▶ **What you have to do**
Copy out the listing word for word, beginning with the line containing "Target: tree trunk" and continuing through the end of the listing.

^^^^

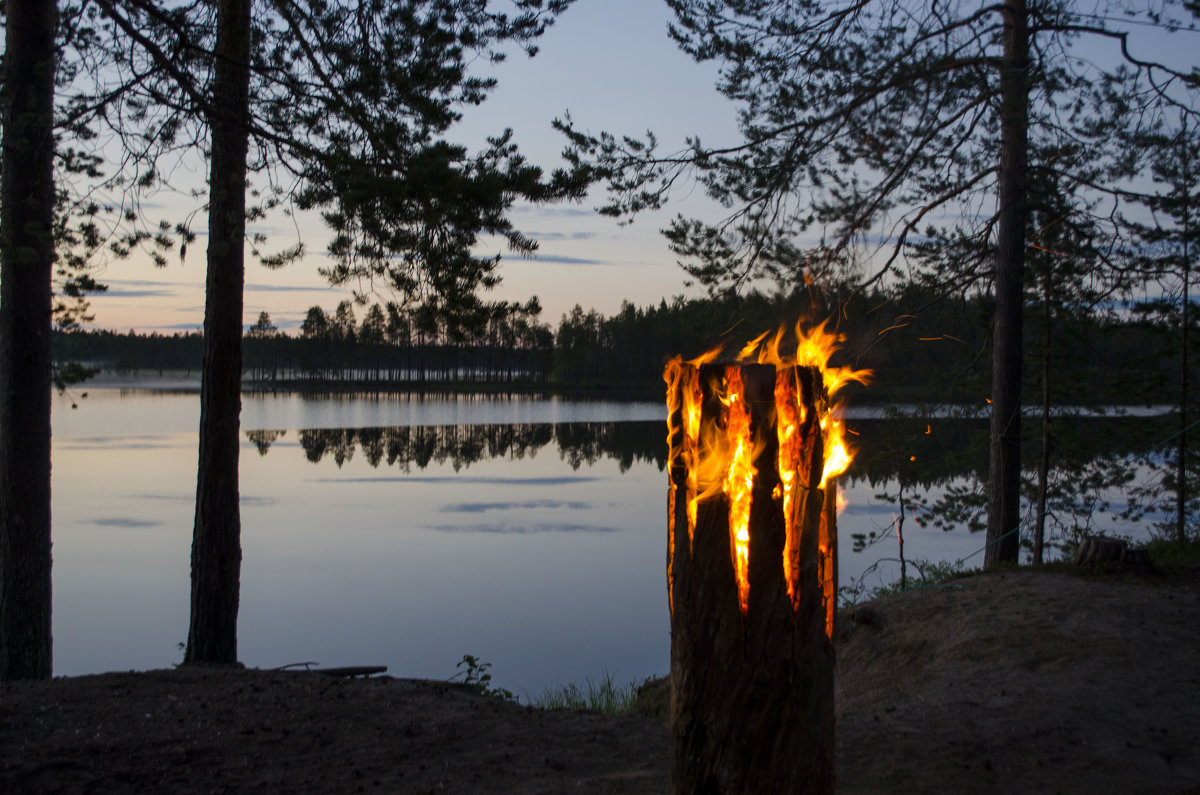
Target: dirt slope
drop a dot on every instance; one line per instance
(1017, 682)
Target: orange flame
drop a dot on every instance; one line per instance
(739, 479)
(720, 459)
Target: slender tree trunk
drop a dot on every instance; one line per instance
(1181, 490)
(27, 256)
(216, 541)
(1039, 524)
(1005, 471)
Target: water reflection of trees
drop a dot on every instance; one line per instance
(940, 465)
(1101, 466)
(460, 446)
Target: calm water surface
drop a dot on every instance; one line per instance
(391, 531)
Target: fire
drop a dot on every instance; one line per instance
(712, 455)
(739, 479)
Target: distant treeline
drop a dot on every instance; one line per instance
(939, 352)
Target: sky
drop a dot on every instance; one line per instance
(609, 63)
(612, 66)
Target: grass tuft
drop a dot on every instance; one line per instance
(603, 695)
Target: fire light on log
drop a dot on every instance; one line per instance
(755, 446)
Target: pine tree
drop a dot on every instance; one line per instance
(871, 120)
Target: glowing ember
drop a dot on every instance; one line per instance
(717, 450)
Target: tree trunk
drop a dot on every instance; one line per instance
(27, 255)
(1039, 522)
(1005, 470)
(751, 682)
(1181, 450)
(216, 541)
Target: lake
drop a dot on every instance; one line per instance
(394, 531)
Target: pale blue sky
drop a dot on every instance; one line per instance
(607, 61)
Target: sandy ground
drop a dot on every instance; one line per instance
(1011, 682)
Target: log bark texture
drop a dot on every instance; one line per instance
(751, 695)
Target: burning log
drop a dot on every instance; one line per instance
(751, 575)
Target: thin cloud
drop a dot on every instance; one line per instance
(520, 530)
(121, 521)
(568, 261)
(484, 507)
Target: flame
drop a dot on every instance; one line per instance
(684, 446)
(719, 455)
(739, 479)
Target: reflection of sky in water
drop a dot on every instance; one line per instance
(547, 567)
(549, 573)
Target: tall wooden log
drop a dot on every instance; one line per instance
(751, 685)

^^^^

▶ **Solved problem**
Target: tree trunk
drop a dot on every instance; one line per instance
(27, 255)
(1039, 522)
(1005, 470)
(751, 682)
(1181, 450)
(216, 541)
Target: lake
drop a dot on every instance; one line per instance
(394, 531)
Target: pale blue sky
drop a dot on every instance; one line per instance
(607, 61)
Target: sandy ground
drop a dot on every instance; one line per instance
(1011, 682)
Target: log bark texture
drop a dot on every instance; one line per instance
(751, 695)
Target: burning log
drop a dot on every instance; one line per instance
(751, 575)
Target: thin cloud
drop a dot on every instance; one line per instance
(520, 530)
(121, 521)
(568, 261)
(484, 507)
Target: flame
drop a dot on every instance; one line per instance
(684, 446)
(719, 455)
(739, 479)
Target: reflection of sky in water
drop a dot on every instance; one line per instance
(547, 567)
(549, 573)
Target: tall wooden log
drop a dot on every instance; one line per instance
(751, 685)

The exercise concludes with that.